Directive – Gather every line of the listing below that contains the string "shadow", matching its case.

Image box annotation records:
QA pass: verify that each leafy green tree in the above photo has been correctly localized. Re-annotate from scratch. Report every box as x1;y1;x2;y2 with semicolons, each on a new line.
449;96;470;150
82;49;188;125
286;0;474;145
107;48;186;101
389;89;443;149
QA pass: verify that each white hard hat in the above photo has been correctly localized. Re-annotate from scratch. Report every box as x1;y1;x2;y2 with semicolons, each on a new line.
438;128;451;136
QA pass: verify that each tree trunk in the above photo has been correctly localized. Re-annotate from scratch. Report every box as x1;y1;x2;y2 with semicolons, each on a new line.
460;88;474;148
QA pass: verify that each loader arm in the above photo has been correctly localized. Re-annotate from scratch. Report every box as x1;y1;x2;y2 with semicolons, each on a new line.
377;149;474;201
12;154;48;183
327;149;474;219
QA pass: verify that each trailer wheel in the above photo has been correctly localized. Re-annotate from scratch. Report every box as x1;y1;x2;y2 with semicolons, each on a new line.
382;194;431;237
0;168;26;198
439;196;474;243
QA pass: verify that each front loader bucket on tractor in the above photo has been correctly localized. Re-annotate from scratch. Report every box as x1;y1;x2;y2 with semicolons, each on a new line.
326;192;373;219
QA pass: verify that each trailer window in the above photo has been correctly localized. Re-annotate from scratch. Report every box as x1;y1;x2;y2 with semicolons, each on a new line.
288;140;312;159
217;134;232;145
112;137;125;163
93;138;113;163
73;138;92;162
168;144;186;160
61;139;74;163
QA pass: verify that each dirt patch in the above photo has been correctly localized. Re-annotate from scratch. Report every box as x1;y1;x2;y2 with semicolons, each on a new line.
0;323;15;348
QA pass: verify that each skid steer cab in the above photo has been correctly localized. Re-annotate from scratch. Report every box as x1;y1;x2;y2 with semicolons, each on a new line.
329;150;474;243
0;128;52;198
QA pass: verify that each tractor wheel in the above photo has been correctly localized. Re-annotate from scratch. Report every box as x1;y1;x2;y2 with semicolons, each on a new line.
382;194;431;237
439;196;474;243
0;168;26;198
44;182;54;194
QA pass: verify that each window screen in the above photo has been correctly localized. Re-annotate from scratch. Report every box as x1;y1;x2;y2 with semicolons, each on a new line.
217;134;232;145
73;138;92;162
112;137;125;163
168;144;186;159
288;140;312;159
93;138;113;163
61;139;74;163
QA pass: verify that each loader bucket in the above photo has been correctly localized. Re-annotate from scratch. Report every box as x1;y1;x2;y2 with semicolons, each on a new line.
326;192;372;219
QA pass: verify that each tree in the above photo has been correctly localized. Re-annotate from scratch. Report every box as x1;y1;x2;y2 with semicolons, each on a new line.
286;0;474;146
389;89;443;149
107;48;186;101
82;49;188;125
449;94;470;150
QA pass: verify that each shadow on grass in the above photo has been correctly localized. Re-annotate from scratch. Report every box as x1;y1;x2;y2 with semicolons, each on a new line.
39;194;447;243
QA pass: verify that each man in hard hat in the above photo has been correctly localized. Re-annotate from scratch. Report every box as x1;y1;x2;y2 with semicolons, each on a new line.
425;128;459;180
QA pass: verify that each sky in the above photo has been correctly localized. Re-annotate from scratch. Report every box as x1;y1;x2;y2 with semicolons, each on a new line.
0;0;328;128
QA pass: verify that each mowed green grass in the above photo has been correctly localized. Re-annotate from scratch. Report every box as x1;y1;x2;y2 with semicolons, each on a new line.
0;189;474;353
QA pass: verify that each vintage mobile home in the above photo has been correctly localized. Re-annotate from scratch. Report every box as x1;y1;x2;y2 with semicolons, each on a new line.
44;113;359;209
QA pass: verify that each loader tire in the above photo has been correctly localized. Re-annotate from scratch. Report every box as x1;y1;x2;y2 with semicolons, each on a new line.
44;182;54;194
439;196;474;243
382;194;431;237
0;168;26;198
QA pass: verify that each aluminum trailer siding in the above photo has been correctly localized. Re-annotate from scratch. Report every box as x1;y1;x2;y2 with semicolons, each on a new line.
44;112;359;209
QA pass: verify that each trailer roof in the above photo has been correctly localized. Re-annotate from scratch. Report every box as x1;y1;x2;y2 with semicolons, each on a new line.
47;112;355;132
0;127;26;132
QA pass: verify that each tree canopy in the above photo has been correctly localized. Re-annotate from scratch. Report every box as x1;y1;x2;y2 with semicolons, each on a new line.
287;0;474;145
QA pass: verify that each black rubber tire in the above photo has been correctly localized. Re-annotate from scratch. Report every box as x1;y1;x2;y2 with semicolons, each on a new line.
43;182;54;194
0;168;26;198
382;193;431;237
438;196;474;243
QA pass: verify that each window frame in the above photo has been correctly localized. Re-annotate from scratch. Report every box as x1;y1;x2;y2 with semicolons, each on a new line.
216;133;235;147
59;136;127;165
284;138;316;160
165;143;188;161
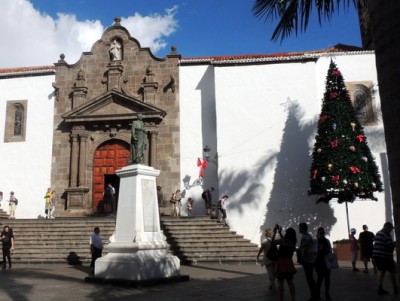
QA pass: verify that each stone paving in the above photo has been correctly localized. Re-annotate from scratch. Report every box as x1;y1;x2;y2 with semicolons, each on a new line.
0;263;400;301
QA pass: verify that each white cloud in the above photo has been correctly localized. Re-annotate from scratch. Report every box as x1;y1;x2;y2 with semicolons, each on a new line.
0;0;178;68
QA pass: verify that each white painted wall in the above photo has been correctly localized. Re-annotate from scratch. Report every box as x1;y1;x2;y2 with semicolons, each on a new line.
180;54;392;243
0;75;55;218
0;54;392;243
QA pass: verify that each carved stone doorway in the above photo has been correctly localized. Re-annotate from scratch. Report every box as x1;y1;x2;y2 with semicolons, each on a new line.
92;140;130;212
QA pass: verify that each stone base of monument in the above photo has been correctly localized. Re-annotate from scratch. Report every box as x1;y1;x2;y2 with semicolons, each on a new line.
95;243;180;281
90;164;180;282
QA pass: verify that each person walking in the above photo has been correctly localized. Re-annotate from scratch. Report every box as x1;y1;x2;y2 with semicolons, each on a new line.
44;187;51;218
0;226;14;270
372;222;399;295
103;183;115;214
358;225;378;273
217;195;229;227
90;227;103;273
272;225;297;301
298;223;319;301
187;198;194;216
257;228;276;289
50;190;57;219
315;227;332;301
172;189;182;216
349;228;360;272
8;191;18;219
201;187;214;215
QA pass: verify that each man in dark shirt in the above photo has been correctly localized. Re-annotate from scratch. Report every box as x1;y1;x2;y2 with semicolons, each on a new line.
201;187;214;215
372;222;399;295
358;225;377;273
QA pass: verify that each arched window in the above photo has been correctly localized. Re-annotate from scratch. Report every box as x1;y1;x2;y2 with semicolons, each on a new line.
346;82;376;125
14;103;24;136
4;100;28;142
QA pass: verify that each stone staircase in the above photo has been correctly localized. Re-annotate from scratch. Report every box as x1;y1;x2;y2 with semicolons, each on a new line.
0;216;258;265
0;218;115;264
161;216;258;264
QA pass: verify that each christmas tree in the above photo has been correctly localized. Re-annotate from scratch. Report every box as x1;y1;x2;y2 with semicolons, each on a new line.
309;61;383;203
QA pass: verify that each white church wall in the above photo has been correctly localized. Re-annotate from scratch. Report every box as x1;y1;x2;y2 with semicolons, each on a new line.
180;54;391;243
0;75;54;218
180;65;218;215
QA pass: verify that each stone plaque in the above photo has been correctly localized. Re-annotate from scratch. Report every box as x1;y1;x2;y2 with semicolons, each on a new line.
142;179;157;232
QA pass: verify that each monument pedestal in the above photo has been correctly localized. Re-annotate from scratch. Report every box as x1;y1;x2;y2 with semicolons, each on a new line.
94;164;180;281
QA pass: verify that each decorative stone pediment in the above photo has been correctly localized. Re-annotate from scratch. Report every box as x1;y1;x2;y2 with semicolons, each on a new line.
61;90;166;124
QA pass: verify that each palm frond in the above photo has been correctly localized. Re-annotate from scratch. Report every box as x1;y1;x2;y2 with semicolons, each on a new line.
252;0;358;42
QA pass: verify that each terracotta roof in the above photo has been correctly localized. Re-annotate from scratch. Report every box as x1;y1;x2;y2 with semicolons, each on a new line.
181;44;373;64
0;44;374;77
0;66;56;77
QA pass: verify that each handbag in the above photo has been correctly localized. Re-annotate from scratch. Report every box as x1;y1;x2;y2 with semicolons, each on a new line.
324;253;339;270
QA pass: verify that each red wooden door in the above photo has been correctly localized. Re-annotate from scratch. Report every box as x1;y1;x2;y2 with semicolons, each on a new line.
92;140;130;212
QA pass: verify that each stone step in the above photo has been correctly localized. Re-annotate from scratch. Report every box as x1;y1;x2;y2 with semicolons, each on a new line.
0;216;258;264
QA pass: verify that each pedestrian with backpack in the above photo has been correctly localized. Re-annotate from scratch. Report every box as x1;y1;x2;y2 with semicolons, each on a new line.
272;225;297;301
257;228;278;289
298;223;320;301
217;195;229;227
201;187;214;215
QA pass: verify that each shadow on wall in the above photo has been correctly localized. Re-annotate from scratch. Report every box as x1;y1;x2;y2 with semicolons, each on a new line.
219;104;337;238
260;105;337;235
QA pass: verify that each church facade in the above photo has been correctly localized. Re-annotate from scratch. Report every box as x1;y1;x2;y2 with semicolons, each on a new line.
0;18;392;243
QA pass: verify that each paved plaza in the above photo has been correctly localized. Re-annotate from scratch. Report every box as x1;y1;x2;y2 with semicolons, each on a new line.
0;262;400;301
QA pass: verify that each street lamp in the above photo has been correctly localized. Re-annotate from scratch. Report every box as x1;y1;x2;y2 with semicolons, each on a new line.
203;145;218;166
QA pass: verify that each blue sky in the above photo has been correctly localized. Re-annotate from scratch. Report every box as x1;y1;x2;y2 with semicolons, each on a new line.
0;0;361;68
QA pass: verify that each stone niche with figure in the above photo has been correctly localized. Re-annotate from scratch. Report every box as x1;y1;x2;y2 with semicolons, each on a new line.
51;17;180;216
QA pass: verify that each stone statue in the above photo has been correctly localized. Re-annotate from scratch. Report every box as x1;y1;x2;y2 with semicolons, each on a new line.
131;113;147;164
109;39;121;61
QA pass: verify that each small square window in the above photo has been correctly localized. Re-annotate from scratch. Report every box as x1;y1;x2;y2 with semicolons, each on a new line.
4;100;28;142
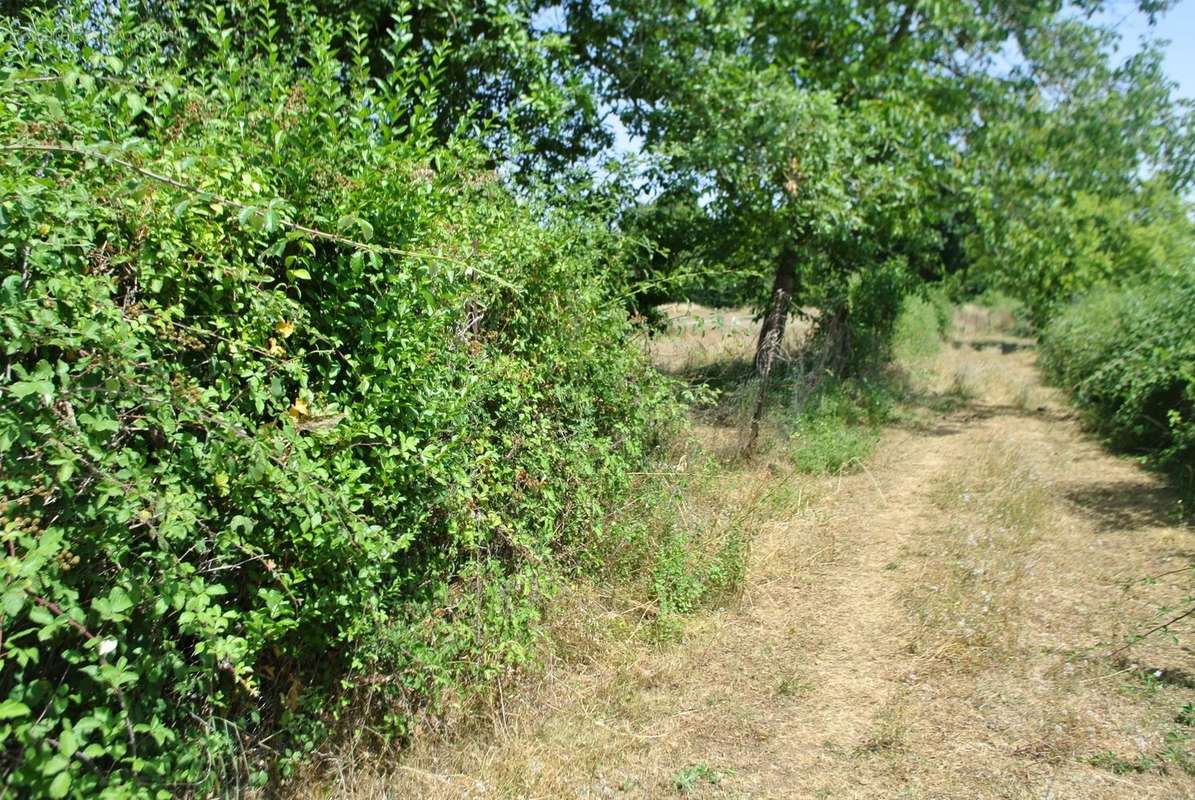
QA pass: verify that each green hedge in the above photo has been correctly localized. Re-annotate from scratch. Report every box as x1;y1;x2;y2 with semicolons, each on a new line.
0;7;675;798
1042;267;1195;488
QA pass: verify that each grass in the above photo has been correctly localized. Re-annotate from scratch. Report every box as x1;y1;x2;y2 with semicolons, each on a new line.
673;762;722;795
903;442;1053;670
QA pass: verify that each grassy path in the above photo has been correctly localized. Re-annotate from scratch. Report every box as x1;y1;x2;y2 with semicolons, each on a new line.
310;320;1195;800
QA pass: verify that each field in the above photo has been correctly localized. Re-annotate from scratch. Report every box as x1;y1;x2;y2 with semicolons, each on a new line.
291;303;1195;800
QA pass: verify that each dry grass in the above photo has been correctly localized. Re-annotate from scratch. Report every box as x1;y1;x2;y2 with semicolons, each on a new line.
292;301;1195;800
902;440;1053;670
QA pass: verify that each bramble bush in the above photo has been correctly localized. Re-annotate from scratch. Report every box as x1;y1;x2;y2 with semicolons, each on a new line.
0;4;676;799
1042;264;1195;491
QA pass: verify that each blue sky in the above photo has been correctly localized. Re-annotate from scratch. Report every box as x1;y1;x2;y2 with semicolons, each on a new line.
1097;0;1195;99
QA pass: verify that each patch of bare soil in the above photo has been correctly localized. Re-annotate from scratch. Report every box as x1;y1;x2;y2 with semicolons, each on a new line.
293;315;1195;800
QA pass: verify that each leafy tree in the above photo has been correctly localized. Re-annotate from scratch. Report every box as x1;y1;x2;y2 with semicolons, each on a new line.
565;0;1187;354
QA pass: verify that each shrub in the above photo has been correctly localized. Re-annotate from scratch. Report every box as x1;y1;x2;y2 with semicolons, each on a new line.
0;4;674;798
1042;265;1195;488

Output of the task –
QA pass: verify that each shadow on grass in the above photo has been correctly localized. Re-annotate from scratch. Report every box as x1;y1;x2;y2 with semicolons, each on a new line.
QA pass: verify that each shadow on wall in the above photo has been correctly localized. Re-annotate from scratch. Report every box as x1;y1;x2;y2 with semicolons, each on a new line.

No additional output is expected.